**Text excerpt:**
** begin **

There has been a manor on the site of the present house since before the Norman conquest of England. In the Domesday Book (a survey of England published in 1086) the house was listed as belonging to the Peverell family, who arrived from Normandy with William the Conqueror. It was being managed for them at the time by their tenants the Gresleys.
Having passed by inheritance through two further families it was purchased by Sir John Brockley in 1433 who was Lord Mayor of London at the time, and then sold in 1458 to Sir Ralph Verney who also made it to the position of the Lord Mayor as part of his career. It was Verney who largely remodelled the property into the grand mansion house that stands there today.

** end **

**Set task 1:**
In the text about the manor's history, who purchased the property in 1433?

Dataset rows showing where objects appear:

** begin **

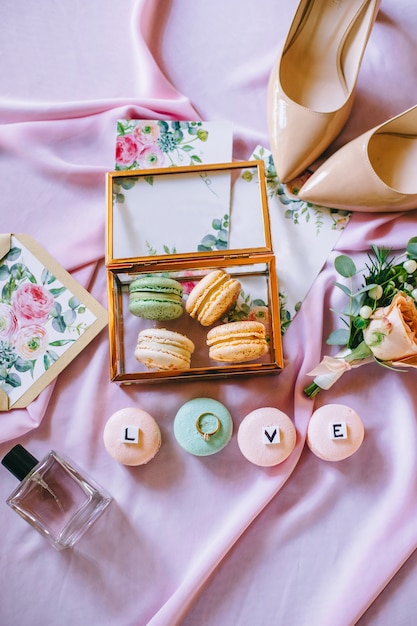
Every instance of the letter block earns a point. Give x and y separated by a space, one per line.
338 430
130 434
271 435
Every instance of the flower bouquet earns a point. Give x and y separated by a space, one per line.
380 320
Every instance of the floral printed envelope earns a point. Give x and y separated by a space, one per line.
46 319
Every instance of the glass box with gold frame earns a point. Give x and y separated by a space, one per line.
183 223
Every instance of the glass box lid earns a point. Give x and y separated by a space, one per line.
216 210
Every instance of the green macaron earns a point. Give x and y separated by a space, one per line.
155 298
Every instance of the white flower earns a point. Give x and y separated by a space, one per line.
376 292
410 266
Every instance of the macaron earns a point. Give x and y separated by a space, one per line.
203 426
266 436
162 349
212 297
131 436
335 432
237 342
155 298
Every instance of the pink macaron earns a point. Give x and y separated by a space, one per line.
132 436
266 437
335 432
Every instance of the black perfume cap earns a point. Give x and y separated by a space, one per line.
19 461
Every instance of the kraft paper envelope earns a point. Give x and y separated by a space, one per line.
46 319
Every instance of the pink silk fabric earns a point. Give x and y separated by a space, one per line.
191 540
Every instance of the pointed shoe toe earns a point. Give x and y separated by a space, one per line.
376 172
311 87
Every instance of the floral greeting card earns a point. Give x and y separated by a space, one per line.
145 144
46 318
188 214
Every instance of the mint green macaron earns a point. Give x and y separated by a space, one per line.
155 298
203 426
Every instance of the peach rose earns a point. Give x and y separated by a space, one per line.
392 332
32 304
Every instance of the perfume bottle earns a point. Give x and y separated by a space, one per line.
54 496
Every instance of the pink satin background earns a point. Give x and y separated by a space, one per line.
188 540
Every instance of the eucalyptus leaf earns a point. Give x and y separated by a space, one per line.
338 337
73 302
69 316
344 288
58 324
13 380
4 272
412 248
208 241
14 253
24 366
222 235
58 291
345 266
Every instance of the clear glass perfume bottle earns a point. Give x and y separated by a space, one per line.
54 496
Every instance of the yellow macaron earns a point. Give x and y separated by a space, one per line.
212 297
162 349
237 342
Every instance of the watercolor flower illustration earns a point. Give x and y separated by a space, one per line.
149 144
38 319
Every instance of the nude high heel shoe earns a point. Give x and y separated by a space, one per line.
377 171
311 87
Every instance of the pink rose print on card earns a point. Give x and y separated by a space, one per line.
157 143
39 320
126 151
8 321
32 303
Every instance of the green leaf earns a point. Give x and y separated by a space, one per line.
345 266
58 323
69 316
223 236
47 278
360 323
208 241
362 351
56 310
24 366
49 358
4 272
13 254
344 288
61 342
412 248
221 245
58 291
73 302
339 337
13 380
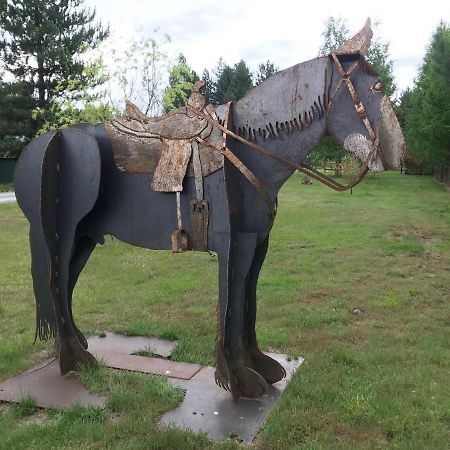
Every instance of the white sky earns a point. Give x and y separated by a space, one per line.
286 32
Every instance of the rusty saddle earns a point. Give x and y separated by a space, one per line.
171 147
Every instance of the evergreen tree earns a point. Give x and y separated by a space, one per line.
208 89
265 70
232 83
426 109
42 48
42 43
16 120
181 81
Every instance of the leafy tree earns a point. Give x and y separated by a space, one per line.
77 103
265 70
181 81
426 109
335 33
139 74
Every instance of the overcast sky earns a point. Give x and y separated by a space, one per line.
285 32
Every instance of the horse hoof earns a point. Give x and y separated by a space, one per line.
73 356
81 338
221 380
245 382
271 370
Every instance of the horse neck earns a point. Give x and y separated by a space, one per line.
286 116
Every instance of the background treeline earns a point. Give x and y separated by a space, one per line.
424 110
53 74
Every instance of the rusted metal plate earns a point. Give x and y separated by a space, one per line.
172 166
134 154
131 344
45 383
144 364
209 409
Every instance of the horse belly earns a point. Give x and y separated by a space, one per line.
129 210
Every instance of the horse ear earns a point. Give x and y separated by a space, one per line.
359 43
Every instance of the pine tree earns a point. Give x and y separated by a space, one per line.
208 89
426 110
232 83
265 70
42 43
181 81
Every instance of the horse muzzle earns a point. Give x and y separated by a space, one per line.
391 140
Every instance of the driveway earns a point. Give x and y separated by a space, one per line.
7 197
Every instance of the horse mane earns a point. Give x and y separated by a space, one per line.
289 101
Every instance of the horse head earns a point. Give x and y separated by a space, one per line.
360 116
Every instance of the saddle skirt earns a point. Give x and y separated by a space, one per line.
163 145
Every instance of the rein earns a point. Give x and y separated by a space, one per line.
304 168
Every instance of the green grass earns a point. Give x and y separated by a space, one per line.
376 379
6 187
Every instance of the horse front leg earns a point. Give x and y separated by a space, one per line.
232 371
271 370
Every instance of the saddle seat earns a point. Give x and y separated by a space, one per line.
163 145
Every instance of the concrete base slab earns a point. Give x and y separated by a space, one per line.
144 364
45 383
210 409
48 387
131 344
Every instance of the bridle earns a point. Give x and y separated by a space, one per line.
304 168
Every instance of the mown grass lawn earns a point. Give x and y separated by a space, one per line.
357 284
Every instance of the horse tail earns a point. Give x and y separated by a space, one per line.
56 173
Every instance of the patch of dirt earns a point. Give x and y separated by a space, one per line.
433 257
420 232
40 418
355 434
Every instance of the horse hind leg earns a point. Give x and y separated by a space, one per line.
270 369
232 372
83 248
69 189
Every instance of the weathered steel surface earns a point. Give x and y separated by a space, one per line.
199 217
276 125
141 154
207 408
172 166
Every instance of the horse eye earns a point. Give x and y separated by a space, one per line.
377 86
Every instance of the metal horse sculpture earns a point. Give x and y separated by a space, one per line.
226 166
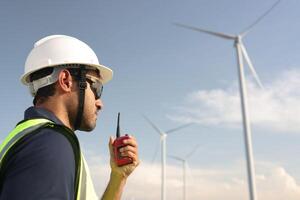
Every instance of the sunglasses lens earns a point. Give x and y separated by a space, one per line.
96 87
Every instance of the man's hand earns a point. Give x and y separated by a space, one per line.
131 151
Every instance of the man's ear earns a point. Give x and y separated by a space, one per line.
65 81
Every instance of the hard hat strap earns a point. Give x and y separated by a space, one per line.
82 86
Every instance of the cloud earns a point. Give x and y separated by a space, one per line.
274 108
273 182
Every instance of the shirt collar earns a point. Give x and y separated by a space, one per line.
34 112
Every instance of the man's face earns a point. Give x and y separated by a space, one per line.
92 106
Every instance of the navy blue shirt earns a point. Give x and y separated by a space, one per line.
43 167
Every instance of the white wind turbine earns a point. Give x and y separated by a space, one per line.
241 55
184 168
163 137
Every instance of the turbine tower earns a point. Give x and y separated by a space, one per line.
184 168
241 56
163 137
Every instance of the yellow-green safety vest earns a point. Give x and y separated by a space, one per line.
31 127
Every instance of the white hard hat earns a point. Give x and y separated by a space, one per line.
56 50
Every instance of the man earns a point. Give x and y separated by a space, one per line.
41 157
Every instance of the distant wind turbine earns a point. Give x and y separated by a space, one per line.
242 55
184 169
163 137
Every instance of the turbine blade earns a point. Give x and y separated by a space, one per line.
160 132
245 54
178 128
193 151
176 158
247 29
222 35
155 153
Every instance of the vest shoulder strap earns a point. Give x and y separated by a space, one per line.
31 127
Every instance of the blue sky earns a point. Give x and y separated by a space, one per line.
174 76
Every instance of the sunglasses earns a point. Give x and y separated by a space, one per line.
95 85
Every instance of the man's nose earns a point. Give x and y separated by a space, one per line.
99 104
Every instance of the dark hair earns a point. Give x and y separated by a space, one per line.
43 93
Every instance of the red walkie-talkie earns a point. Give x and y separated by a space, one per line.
118 143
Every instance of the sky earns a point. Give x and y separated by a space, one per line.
175 76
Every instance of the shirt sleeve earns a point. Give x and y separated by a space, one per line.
43 167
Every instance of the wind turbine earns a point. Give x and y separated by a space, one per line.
163 137
184 167
241 55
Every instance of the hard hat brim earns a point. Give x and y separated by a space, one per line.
105 72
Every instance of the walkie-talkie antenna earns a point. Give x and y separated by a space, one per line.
118 126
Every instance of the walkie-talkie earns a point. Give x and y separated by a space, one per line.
118 143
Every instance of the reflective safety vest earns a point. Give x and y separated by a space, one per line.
84 189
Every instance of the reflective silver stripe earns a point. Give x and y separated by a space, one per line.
82 181
17 137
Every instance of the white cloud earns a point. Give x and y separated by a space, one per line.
275 108
273 182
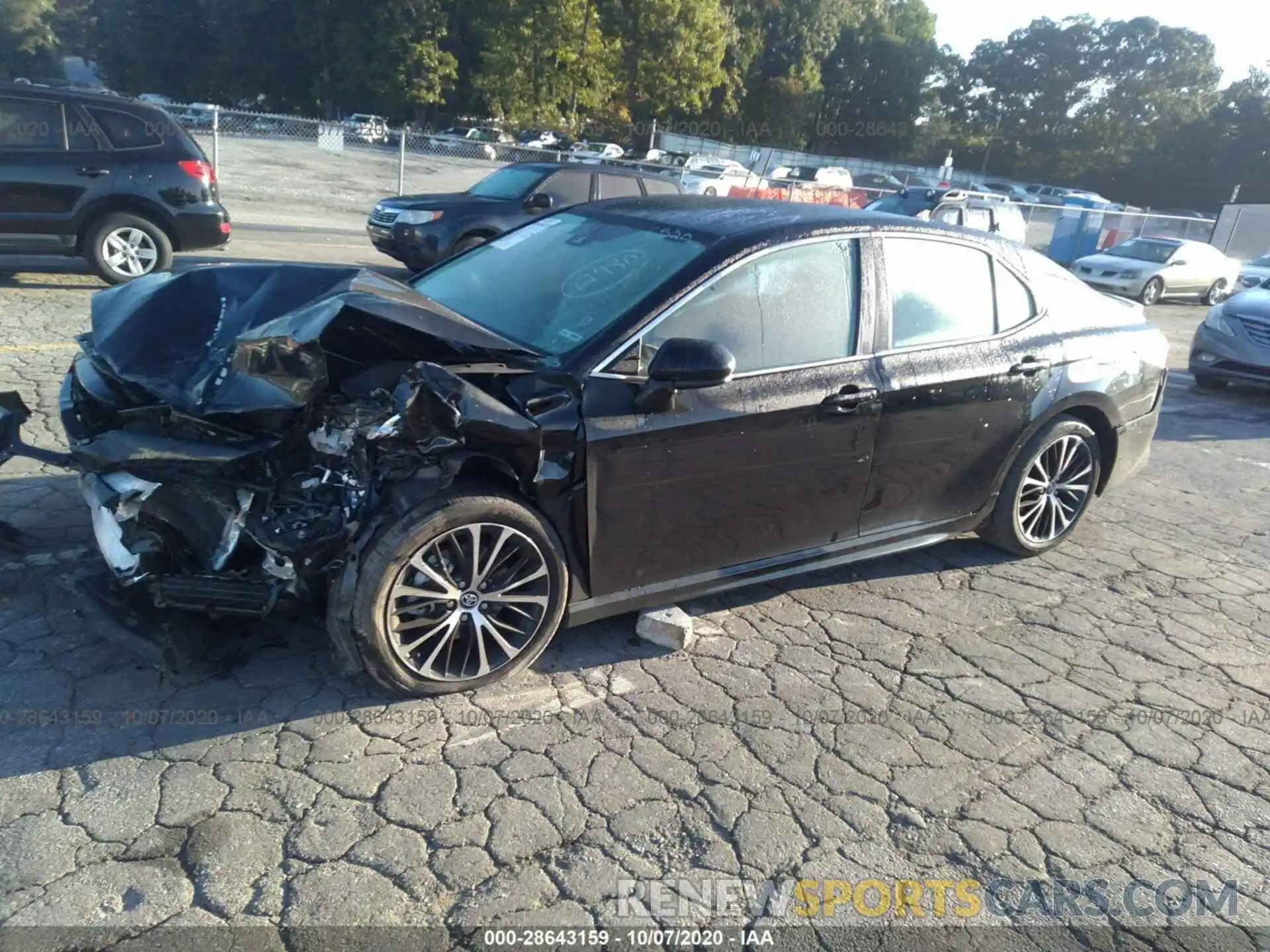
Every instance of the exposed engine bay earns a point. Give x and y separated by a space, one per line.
237 428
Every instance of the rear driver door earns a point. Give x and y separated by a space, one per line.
963 358
774 462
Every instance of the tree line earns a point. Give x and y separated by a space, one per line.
1130 108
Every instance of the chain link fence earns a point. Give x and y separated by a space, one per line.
306 171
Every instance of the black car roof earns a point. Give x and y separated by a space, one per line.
760 219
87 97
578 167
741 225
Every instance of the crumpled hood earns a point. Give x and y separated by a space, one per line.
245 338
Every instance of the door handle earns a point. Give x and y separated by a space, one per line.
1031 366
850 399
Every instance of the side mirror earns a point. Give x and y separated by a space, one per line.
683 364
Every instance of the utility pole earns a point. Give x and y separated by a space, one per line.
582 61
987 153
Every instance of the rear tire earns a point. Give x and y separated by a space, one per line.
124 247
1048 489
465 633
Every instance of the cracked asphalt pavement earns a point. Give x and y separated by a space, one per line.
949 714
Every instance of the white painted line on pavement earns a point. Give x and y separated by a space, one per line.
17 348
41 559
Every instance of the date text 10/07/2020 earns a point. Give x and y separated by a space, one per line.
634 938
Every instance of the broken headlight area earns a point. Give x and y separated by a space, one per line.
269 526
237 427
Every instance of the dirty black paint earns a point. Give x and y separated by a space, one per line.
339 399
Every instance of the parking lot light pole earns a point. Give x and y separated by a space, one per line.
402 165
216 140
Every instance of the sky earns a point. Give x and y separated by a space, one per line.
1228 23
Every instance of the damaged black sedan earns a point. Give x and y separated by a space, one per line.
611 408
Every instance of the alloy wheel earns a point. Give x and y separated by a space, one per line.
130 252
468 602
1056 491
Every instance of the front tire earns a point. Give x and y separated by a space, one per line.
1152 291
124 247
462 592
1048 489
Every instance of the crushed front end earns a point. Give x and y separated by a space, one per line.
237 428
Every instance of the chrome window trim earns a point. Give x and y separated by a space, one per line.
723 273
995 262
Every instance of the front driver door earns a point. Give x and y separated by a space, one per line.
44 183
773 462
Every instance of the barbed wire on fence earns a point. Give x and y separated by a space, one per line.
405 153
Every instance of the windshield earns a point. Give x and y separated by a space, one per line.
1143 251
556 284
511 182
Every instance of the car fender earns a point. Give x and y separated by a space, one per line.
1083 401
117 202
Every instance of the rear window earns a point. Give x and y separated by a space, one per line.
619 187
30 125
128 131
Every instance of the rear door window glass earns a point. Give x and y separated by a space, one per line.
79 132
940 292
659 187
127 131
619 187
568 188
788 309
30 125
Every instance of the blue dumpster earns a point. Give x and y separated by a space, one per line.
1076 234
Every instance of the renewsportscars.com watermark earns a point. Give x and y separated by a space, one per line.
1048 900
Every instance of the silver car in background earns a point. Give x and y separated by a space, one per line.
1234 342
1154 268
1255 272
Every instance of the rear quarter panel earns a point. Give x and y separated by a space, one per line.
1113 358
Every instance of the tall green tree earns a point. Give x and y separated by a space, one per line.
672 54
545 60
875 81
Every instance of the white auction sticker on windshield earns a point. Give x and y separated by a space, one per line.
521 234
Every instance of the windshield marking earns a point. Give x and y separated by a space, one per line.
521 234
603 274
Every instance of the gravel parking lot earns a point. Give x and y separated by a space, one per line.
951 714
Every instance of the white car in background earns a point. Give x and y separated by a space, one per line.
1255 272
595 153
719 179
1154 268
827 175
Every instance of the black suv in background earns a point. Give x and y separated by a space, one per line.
422 230
112 179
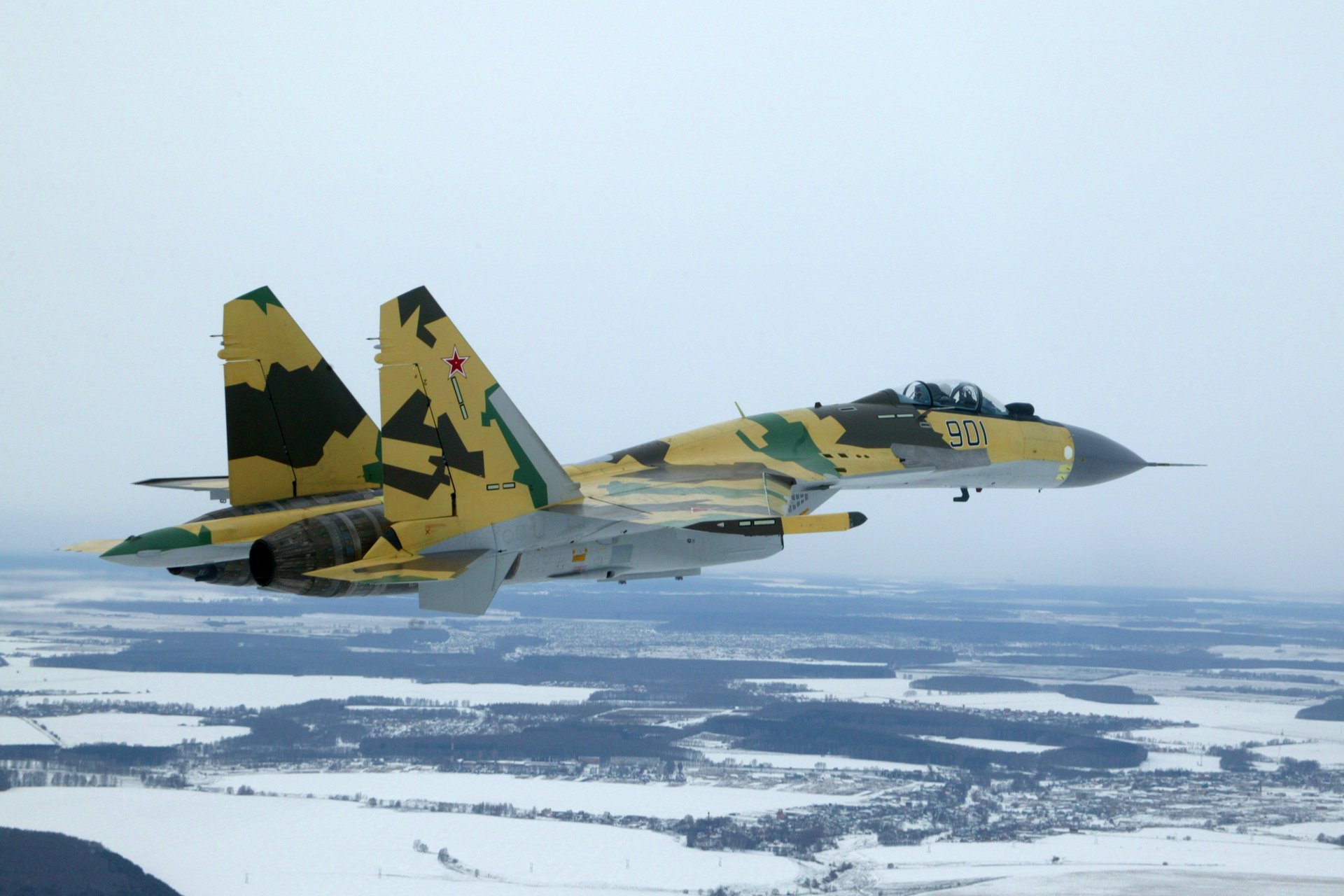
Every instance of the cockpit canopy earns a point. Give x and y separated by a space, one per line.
953 394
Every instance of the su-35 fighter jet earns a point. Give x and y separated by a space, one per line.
458 495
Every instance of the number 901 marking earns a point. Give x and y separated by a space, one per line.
967 433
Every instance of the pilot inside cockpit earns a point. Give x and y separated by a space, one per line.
953 394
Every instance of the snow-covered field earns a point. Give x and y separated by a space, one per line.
15 731
218 690
1221 719
211 844
141 729
657 799
1145 862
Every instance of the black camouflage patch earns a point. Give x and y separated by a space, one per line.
420 300
293 419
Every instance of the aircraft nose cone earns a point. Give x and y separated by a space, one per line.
1100 460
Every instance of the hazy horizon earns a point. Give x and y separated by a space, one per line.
643 214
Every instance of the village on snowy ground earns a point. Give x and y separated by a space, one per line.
713 735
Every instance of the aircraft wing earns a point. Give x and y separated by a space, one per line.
679 496
406 567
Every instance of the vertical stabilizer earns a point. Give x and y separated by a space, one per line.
454 447
293 426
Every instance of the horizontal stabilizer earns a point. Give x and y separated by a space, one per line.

** end **

**Set task 2:**
Find every line in the entries that contains the word "aircraft", and copy each one out. Match case exactly.

**Right answer 1:**
Sir John Brockley

**Right answer 2:**
Every instance of the aircraft nose cone earns a point. Give x and y separated by a space, one per line.
Every instance of the aircraft wing earns a point. Give x and y separated by a space, one per line.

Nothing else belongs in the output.